**PAGE**.

#####

La bacchanale va se poursuivre jusqu'au soir. Pendant ce temps, au Palais Bourbon,
se décide le sort de la France et de la monarchie.
A la chambre des députés, certains élus,
tel Adolphe Thiers, ne font qu'una apparition avant de courir se mettre en sûreté.
L'annonce de l'abdication de Louis Philippe en faveur du jeune comte de Paris
a semé la confusion, et la Chambre est désorientée. La majorité et la minorité
sont toutes deux réduites à l'impuissance, dépassées par les événements.
Cependant,
la duchesse Hélène d'Orléans, la veuve du fils aîné de Louis Philippe, accompagnée
de ses fils, les petits ducs Philippe de Paris et Robert de Chartres, ainsi
que de son beau frère, le duc de Nemours, deuxième fils du roi, s'empresse de
se présenter devant les députés pour faire accepter le nouveau roi et proclamer
la régence. Très digne, en habits de deuil, la duchesse prend la parole devant
l'hémicycle en pleine effervescence. "Mon
fils et moi voulons recevoir le pouvoir de la volonté nationale. Nous attendons
avec confiance la résolution qui va être prise. Quoi qu'il arrive, j'élèverai
mon fils dans l'amour de ce pays et le respect de la liberté". Le
député André Dupin monte à la tribune et, en deux mots, propose de revenir sur
la loi de 1842, qui à la mort du duc Ferdinand d'Orléans organisait la régence
aux dépens de la veuve du défunt et au profit du prince le plus proche, le duc
de Nemours. Or, la duchesse est indubitablement plus populaire que son beau
frère, et quelques élus se rappellent qu'en 1842 elle était soutenue par Alphonse
de Lamartine et Odilon Barrot, aujourd'hui en première ligne du mouvement révolutionnaire.
Si Dupin envisage de voir la régence confiée
à la duchesse d'Orléans, Adolphe Crémieux, de l'opposition libérale, propose,
sous les acclamations du peuple, qu'un Gouvernement provisoire soit mis en place.
Odilon Barrot, chef de l'opposition dynastique, monte à la tribune et s'exclame
: "Notre devoir est tout tracé, la
Couronne de Juillet repose sur la tête d'un enfant et d'une femme".

#####

**DONNÉES PRÉSENTÉES**.
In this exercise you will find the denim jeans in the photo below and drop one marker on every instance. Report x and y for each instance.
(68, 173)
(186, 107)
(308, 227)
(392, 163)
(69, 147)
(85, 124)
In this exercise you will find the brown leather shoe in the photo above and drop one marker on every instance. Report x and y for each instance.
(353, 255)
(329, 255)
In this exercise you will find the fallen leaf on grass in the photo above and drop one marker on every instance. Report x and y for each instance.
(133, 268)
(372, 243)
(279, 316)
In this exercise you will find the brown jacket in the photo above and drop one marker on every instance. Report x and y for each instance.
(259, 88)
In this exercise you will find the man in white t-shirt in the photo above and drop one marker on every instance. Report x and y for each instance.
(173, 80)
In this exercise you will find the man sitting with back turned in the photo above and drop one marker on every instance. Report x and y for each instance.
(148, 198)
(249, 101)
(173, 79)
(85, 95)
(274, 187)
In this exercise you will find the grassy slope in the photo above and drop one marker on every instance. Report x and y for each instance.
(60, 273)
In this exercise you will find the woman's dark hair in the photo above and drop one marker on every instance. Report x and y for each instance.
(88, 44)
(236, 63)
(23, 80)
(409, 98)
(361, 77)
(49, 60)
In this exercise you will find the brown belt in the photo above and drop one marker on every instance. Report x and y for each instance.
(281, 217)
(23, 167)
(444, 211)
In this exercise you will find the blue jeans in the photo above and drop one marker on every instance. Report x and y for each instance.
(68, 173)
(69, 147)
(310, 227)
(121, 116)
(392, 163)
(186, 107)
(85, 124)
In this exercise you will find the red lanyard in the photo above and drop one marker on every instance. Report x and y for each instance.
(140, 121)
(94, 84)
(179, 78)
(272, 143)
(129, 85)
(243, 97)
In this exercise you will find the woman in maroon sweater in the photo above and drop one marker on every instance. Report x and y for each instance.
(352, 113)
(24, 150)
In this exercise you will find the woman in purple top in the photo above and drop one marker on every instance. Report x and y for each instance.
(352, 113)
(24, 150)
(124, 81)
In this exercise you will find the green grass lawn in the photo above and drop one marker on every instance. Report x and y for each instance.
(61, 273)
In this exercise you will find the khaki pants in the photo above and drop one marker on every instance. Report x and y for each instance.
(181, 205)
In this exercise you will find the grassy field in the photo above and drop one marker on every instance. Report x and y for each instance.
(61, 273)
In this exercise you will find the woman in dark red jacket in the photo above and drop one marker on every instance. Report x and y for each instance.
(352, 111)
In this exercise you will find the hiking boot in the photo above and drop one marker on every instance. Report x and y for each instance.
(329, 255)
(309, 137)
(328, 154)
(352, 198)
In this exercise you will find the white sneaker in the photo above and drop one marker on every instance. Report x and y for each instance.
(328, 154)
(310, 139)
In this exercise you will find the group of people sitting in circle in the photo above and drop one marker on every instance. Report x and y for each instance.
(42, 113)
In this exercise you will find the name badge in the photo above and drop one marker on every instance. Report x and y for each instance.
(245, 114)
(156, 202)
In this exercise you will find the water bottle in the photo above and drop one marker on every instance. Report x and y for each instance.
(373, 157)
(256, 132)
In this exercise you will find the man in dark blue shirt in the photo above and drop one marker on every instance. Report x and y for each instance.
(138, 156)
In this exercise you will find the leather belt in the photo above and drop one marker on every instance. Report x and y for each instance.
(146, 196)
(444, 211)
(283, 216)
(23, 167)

#####

**TRAVAIL À FAIRE**.
1: Recopiez tout le passage du texte sur l'abdication de Louis-Philippe, depuis « L'annonce de l'abdication » jusqu'à « par les événements. ».
2: Poursuivez le texte sur l'abdication de Louis-Philippe à la suite de sa dernière phrase.

**RÉSULTATS**.
1:
L'annonce de l'abdication de Louis Philippe en faveur du jeune comte de Paris
a semé la confusion, et la Chambre est désorientée. La majorité et la minorité
sont toutes deux réduites à l'impuissance, dépassées par les événements.

2:
Les parlementaires se redressent et applaudissent. La foule, elle, se tait...
La duchesse d'Orléans de lève de son banc, semble vouloir parler, écoute de
timides conseils, puis se rassied. Elle vient de laisser passer sa chance! Odilon
Barrot achève son discours sans parvenir à convaincre. A ce moment, la foule,
qui a envahi l'hémicycle, est refoulée vers les bancs des députés par des hommes
en armes, qui, menés par quelques officiers de la Garde Nationale, entrent dans
la salle des débats. Certains élus pris de peur cèdent la place et quittent
les lieux. Le président décide de suspendre la séance. Mais une telle séance
ne se suspend pas... Crémieux, Lamartine et Ledru Rollin se précipitent d'un
seul élan à la tribune. Lamartine obtient le silence et entreprend un magnifique
éloge du courage de la duchesse d'Orléans. Le peuple, jamais insensible aux
sentiments généreux, applaudit. Les députés respirent. Mais, bientôt, le poète
politicien demande lui aussi qu'un Gouvernement provisoire soit nommé...
Alors que Lamartine vient de lâcher la
monarchie, la porte de la tribune des journalistes vole en éclats sous la pression
d'une foule en armes. Un des arrivants pointe son fusil sur le président et
l'orateur; ses compagnons font mine de mettre en joue l'Assemblée. Des amis
dévoués entraînent rapidement la duchesse d'Orléans et ses fils hors de la salle.
Le président quitte le perchoir, et ce qui restait de conservateurs se disperse...
Le peuple se vautre sur les bancs du centre en s'écriant : "Prenons
la place des vendus!" Sous les cris de "Vive
la République", Lamartine continue sa harangue. Un
semblant de calme revient quand il prononce les noms des membres du Gouvernement
provisoire. Puis un cri retentit : "A
l'Hôtel de Ville!" Le poète saisit la balle au bond
: "Oui, à l'Hôtel de Ville!" et quitte le Palais Bourbon en
entraînant la foule. L'Hôtel de Ville, c'est le coeur du Paris populaire.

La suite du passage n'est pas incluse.